■ **Exercise inputs**:
---------------

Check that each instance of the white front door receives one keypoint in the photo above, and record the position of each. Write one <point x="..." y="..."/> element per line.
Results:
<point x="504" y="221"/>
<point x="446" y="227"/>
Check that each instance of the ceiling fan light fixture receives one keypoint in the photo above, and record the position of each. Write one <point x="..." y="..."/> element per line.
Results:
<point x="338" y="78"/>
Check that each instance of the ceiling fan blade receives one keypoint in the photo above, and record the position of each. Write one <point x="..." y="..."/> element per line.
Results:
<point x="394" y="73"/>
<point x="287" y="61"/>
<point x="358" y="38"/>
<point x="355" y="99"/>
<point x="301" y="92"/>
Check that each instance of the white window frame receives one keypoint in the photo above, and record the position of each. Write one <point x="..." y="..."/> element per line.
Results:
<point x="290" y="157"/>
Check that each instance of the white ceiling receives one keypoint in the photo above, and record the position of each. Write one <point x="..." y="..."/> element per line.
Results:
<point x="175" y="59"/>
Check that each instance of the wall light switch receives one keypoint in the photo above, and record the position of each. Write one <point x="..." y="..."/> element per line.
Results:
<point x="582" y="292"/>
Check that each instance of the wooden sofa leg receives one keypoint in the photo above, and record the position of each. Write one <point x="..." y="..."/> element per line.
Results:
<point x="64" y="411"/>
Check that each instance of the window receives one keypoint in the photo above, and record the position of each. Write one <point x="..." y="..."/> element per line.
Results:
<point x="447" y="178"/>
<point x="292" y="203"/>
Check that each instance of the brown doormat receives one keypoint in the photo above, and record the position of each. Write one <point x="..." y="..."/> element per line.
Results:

---------------

Retype the listing above without any change, starting at the line containing "Check that each instance of the white ceiling" and continuing through the last line of the listing.

■ **Solved exercise**:
Check that each instance of the white ceiling receives one keypoint in the photo above, and record the position of each. Write one <point x="..." y="..."/> element per line.
Results:
<point x="175" y="59"/>
Check that each instance of the wall light switch receives one keypoint in the photo above, and record the position of each. Write one <point x="..." y="..."/> element per line.
Results:
<point x="582" y="292"/>
Check that each instance of the wooden sofa leg receives one keypoint in the photo above, and record the position of each. Write one <point x="..." y="..."/> element per line.
Results:
<point x="64" y="411"/>
Check that each instance of the window receives one keypoint in the photo above, and record the position of each. Write one <point x="..." y="..."/> element per line.
Results:
<point x="447" y="178"/>
<point x="292" y="203"/>
Check that each instance of the brown doormat receives one keypoint in the photo above, and record the position of each. Write one <point x="..." y="..."/> element per line.
Results:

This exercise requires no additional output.